Obiettivi:
[1] Rispondi a queste domande sulla recensione del romanzo:
(a) Chi ha scritto il romanzo?
(b) Qual è la caratteristica irrinunciabile delle conquiste "Disturbia"?
(c) Quale città prende il posto di Torino quando lo schema si rompe?
[2] Estrai dalla recensione del romanzo, senza cambiare nulla, il brano che va da "La replicazione infinita" fino a "familiare, la musica." compreso.

Testo da leggere:
---------------

Giornate fotocopia, ragazze fotocopia, pensieri fotocopia.

Se dovessimo indicare una caratteristica dell’esistenza di Edoardo - o meglio Edo - il protagonista dell’ EDOnista (Miraggi Edizioni, 15 euro, 172 pp) - romanzo di formazione scritto a quattro mani da Francesca Angeleri e Alessandra Contin - sarebbe la replicazione.

La replicazione infinita non tanto di una quotidianità fatta di studio-casa-amici, né delle conquiste senza nome, senza volto e senza ciccia, quelle “Disturbia” di cui a variare è solo l’aggettivo ma non la caratteristica irrinunciabile: la magrezza estrema.

La replicazione, piuttosto, di uno schema, quello del ragazzo-rampollo figlio della Torino bene che di quel tessuto sociale è frutto, emanazione, trionfo.

La replicazione della noia, che spinge oltre, verso il rischio, la droga, il limite.

La replicazione - mancata, rincorsa, sfiorata - di momenti migliori: l’infanzia con Viola (una delle poche ragazze con un nome, una storia, una bidimensionalità anche corporea), la serenità familiare, la musica.

Ma è proprio la rottura dello schema - non più quella Torino (che della vita di Edo non sembra essere solo sfondo ma parte integrante) ma Londra, non più Viola ma San, non più le relazioni che conosceva ma nuovi e inaspettati snodi familiari - è il germe di una nuova consapevolezza e, insieme, di una riappropriazione di sé e della propria storia. Di un senso. Che è, poi, quello che tutti i personaggi che orbitano intorno a lui sembrano cercare. E che, in fondo, cerchiamo anche tutti noi.

---------------

Righe del dataset:
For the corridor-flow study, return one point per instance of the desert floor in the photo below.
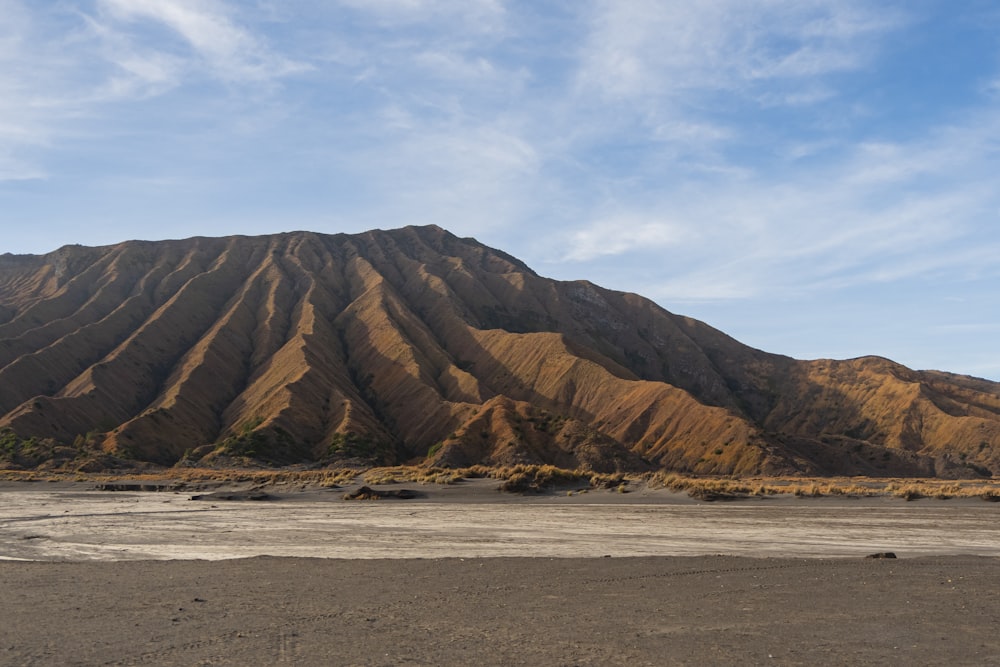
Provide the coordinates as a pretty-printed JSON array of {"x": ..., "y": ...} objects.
[{"x": 98, "y": 578}]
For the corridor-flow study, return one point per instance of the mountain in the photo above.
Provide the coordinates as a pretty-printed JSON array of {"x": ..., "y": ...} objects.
[{"x": 414, "y": 344}]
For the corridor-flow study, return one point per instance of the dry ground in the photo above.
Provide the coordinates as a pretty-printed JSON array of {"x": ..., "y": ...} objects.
[{"x": 522, "y": 611}]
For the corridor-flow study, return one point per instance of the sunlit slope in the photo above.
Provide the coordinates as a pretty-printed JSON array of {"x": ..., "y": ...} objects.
[{"x": 393, "y": 346}]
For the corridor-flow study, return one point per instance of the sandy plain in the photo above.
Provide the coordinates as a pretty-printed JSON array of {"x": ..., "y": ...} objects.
[{"x": 464, "y": 575}]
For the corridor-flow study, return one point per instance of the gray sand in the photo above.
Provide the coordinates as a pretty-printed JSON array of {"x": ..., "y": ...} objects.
[
  {"x": 516, "y": 611},
  {"x": 93, "y": 590}
]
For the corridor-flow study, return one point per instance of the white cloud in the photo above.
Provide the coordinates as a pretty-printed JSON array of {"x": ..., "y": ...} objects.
[
  {"x": 625, "y": 233},
  {"x": 645, "y": 47},
  {"x": 479, "y": 16},
  {"x": 886, "y": 212},
  {"x": 231, "y": 52}
]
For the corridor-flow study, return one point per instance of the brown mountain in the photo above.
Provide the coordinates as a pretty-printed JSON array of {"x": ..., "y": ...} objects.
[{"x": 398, "y": 345}]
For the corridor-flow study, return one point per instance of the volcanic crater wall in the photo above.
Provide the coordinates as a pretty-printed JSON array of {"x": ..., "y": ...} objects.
[{"x": 414, "y": 344}]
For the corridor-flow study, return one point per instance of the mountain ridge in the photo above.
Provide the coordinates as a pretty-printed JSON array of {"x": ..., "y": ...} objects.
[{"x": 415, "y": 344}]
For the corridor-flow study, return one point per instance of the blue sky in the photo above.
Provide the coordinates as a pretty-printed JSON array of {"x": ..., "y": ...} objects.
[{"x": 818, "y": 178}]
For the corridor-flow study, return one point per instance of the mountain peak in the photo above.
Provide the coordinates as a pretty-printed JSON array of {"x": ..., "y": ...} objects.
[{"x": 413, "y": 343}]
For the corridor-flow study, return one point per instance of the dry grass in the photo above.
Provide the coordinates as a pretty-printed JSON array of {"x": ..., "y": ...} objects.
[{"x": 534, "y": 478}]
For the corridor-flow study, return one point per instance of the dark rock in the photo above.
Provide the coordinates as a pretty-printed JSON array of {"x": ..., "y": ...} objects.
[
  {"x": 235, "y": 495},
  {"x": 368, "y": 493}
]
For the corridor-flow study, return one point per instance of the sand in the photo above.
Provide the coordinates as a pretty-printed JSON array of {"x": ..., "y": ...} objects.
[
  {"x": 515, "y": 611},
  {"x": 109, "y": 604}
]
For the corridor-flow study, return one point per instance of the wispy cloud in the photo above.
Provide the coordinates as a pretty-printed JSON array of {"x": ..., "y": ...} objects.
[
  {"x": 643, "y": 47},
  {"x": 230, "y": 52}
]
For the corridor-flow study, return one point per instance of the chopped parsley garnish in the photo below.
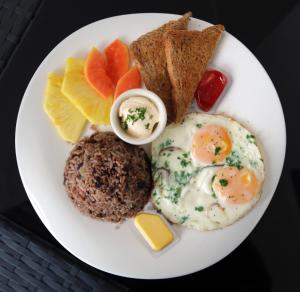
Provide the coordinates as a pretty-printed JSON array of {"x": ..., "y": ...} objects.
[
  {"x": 213, "y": 192},
  {"x": 234, "y": 160},
  {"x": 251, "y": 139},
  {"x": 217, "y": 150},
  {"x": 182, "y": 177},
  {"x": 174, "y": 194},
  {"x": 223, "y": 182},
  {"x": 125, "y": 125},
  {"x": 183, "y": 219},
  {"x": 133, "y": 116},
  {"x": 184, "y": 159},
  {"x": 199, "y": 208},
  {"x": 184, "y": 162},
  {"x": 166, "y": 144},
  {"x": 167, "y": 164}
]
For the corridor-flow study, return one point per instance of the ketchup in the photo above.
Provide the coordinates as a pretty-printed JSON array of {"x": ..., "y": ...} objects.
[{"x": 209, "y": 89}]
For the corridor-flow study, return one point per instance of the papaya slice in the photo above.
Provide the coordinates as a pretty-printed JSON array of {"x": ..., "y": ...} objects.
[
  {"x": 117, "y": 60},
  {"x": 95, "y": 74},
  {"x": 75, "y": 87},
  {"x": 130, "y": 80}
]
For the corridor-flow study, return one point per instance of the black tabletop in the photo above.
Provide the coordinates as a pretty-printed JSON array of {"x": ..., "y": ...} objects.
[{"x": 269, "y": 259}]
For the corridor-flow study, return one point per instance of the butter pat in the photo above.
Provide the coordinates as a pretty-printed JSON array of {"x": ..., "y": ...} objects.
[{"x": 154, "y": 230}]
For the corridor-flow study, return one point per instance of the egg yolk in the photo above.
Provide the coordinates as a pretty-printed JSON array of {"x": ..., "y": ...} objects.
[
  {"x": 235, "y": 186},
  {"x": 211, "y": 144}
]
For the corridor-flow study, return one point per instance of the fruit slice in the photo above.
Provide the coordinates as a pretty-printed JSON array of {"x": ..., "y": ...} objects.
[
  {"x": 67, "y": 119},
  {"x": 95, "y": 74},
  {"x": 130, "y": 80},
  {"x": 94, "y": 107},
  {"x": 117, "y": 60}
]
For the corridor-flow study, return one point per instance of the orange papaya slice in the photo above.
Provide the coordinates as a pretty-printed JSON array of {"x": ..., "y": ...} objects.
[
  {"x": 117, "y": 60},
  {"x": 95, "y": 74}
]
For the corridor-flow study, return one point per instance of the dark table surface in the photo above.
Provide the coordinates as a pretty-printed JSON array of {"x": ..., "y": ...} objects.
[{"x": 269, "y": 259}]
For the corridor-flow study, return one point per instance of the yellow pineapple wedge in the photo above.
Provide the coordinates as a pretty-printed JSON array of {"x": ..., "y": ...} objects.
[
  {"x": 94, "y": 107},
  {"x": 67, "y": 119}
]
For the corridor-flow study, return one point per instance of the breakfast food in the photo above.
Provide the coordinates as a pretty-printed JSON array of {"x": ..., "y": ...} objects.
[
  {"x": 154, "y": 230},
  {"x": 138, "y": 116},
  {"x": 117, "y": 57},
  {"x": 208, "y": 171},
  {"x": 66, "y": 118},
  {"x": 95, "y": 74},
  {"x": 94, "y": 107},
  {"x": 106, "y": 178},
  {"x": 187, "y": 55},
  {"x": 210, "y": 88},
  {"x": 130, "y": 80},
  {"x": 148, "y": 53}
]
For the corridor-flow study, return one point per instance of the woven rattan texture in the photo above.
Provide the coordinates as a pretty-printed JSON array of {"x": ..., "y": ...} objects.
[
  {"x": 29, "y": 264},
  {"x": 15, "y": 17}
]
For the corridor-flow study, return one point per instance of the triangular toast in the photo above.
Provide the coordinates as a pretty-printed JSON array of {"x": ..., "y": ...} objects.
[
  {"x": 149, "y": 55},
  {"x": 188, "y": 54}
]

---------------

Soluzioni dei compiti:
[1]
(a) Francesca Angeleri e Alessandra Contin
(b) La magrezza estrema
(c) Londra

[2]
La replicazione infinita non tanto di una quotidianità fatta di studio-casa-amici, né delle conquiste senza nome, senza volto e senza ciccia, quelle “Disturbia” di cui a variare è solo l’aggettivo ma non la caratteristica irrinunciabile: la magrezza estrema.

La replicazione, piuttosto, di uno schema, quello del ragazzo-rampollo figlio della Torino bene che di quel tessuto sociale è frutto, emanazione, trionfo.

La replicazione della noia, che spinge oltre, verso il rischio, la droga, il limite.

La replicazione - mancata, rincorsa, sfiorata - di momenti migliori: l’infanzia con Viola (una delle poche ragazze con un nome, una storia, una bidimensionalità anche corporea), la serenità familiare, la musica.